En ces jours où tant d’activités subversives sont à l’œuvre, se souvenir de la nécessité d’aimer notre pays vient tout à fait à point. Consciemment ou inconsciemment, nos concitoyens se regroupent autour des deux seules réponses ultimes aux questions épineuses possibles concernant notre pays.
La première réponse est que l’essence de l’esprit américain est la révolution, la deuxième réponse est que l’essence de l’esprit américain consiste en la reconnaissance du caractère sacré de la personne humaine.

D’abord, considérons la théorie révolutionnaire. Les communistes, dans leur tentative de justifier une autre révolution, réécrivent l’histoire américaine pour qu’elle corresponde à la dialectique de Marx et Lénine. Leur argument est le suivant : l’Amérique commence par une révolution… S’ils insistent dans leur référence à la révolution américaine, nous leur rappellerons qu’il s’agissait d’une révolution politique contre un gouvernement situé outre-mer, et pas d’une guerre civile avec lutte des classes les unes contre les autres.

- Entrées de données -
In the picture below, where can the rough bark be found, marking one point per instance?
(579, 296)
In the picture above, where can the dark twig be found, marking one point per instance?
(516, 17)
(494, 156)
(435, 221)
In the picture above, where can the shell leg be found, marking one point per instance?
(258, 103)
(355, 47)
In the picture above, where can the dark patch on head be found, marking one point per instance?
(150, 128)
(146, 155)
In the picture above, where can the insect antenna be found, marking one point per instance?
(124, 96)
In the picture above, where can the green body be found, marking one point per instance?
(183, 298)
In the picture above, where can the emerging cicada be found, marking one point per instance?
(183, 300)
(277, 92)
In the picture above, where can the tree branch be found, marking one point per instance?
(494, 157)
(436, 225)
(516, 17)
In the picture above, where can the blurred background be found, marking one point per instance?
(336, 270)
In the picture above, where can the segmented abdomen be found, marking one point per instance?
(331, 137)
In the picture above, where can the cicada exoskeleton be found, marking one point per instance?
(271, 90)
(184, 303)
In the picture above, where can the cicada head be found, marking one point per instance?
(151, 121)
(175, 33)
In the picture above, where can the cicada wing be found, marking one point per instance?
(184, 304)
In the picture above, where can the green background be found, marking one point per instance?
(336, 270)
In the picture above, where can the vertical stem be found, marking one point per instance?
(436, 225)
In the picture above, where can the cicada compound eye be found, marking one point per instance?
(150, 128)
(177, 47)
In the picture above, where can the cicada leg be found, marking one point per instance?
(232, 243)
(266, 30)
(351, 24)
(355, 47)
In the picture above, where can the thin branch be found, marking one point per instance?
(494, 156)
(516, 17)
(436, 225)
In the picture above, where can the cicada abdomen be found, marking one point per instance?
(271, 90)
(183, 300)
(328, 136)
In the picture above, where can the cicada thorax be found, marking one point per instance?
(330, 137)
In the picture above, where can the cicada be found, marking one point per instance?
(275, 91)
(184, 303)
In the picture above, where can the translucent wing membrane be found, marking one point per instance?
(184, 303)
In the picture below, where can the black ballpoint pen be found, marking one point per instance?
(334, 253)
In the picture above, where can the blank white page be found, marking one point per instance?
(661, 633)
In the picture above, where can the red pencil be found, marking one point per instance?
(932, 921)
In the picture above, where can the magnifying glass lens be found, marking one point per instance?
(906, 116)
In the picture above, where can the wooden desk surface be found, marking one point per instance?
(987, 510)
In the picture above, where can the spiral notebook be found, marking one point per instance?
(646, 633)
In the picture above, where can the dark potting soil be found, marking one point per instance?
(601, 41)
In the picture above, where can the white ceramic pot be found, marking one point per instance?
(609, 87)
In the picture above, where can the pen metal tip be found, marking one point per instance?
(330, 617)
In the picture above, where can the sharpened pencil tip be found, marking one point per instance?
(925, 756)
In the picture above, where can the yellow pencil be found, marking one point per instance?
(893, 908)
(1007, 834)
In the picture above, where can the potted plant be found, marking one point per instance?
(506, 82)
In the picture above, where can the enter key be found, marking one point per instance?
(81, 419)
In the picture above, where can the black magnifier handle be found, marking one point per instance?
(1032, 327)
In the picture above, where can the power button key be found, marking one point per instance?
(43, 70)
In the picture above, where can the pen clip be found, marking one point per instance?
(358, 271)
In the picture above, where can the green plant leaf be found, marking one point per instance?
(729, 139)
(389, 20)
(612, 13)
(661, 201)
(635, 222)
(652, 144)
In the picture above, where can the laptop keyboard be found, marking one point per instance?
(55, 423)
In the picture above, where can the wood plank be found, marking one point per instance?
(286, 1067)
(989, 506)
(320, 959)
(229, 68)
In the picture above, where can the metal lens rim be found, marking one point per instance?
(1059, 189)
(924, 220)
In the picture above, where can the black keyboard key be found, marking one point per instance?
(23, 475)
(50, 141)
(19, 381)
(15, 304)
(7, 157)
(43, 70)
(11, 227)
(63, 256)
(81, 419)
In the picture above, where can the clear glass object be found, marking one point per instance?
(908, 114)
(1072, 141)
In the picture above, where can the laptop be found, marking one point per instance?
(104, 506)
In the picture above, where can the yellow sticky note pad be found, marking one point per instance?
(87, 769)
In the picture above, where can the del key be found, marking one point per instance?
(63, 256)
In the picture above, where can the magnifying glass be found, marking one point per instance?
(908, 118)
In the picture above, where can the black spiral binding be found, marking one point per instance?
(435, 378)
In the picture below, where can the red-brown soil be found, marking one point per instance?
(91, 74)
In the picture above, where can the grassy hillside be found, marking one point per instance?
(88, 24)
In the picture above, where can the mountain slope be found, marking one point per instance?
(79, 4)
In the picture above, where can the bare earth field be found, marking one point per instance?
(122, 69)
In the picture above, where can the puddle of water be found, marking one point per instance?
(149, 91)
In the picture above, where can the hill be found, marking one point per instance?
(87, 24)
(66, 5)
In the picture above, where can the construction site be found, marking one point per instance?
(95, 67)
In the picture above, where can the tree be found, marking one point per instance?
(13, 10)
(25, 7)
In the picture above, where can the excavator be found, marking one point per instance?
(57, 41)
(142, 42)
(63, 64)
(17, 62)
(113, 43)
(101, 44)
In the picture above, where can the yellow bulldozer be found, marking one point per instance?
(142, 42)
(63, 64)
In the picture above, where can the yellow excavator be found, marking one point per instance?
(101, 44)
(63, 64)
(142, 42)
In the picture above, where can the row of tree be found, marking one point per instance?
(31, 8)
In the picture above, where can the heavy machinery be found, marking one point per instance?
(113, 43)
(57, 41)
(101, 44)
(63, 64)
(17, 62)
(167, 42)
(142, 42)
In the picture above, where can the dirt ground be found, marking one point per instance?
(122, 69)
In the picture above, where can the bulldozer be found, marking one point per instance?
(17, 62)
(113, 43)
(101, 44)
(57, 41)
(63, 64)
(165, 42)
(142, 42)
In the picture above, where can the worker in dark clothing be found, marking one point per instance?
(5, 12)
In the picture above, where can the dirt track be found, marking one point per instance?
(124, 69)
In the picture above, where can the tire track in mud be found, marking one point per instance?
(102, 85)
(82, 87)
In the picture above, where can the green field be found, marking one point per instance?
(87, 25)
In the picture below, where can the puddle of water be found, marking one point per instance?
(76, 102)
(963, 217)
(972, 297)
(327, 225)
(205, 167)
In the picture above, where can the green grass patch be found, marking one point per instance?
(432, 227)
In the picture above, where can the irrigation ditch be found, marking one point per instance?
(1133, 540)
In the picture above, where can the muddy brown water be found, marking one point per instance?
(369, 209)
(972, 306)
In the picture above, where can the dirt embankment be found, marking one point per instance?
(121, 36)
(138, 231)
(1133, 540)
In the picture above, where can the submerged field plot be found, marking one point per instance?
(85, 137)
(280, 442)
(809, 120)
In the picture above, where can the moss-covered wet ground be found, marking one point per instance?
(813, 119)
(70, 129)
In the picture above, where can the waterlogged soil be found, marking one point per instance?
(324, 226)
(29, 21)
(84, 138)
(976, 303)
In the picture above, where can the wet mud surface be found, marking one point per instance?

- À faire -
Citez mot pour mot, s'il vous plaît, le passage du texte sur l'esprit américain qui commence à « En ces jours » et se termine à « concernant notre pays. ». La liste est un document à part, distinct du texte sur l'esprit américain.

- Solution ci-dessous -
En ces jours où tant d’activités subversives sont à l’œuvre, se souvenir de la nécessité d’aimer notre pays vient tout à fait à point. Consciemment ou inconsciemment, nos concitoyens se regroupent autour des deux seules réponses ultimes aux questions épineuses possibles concernant notre pays.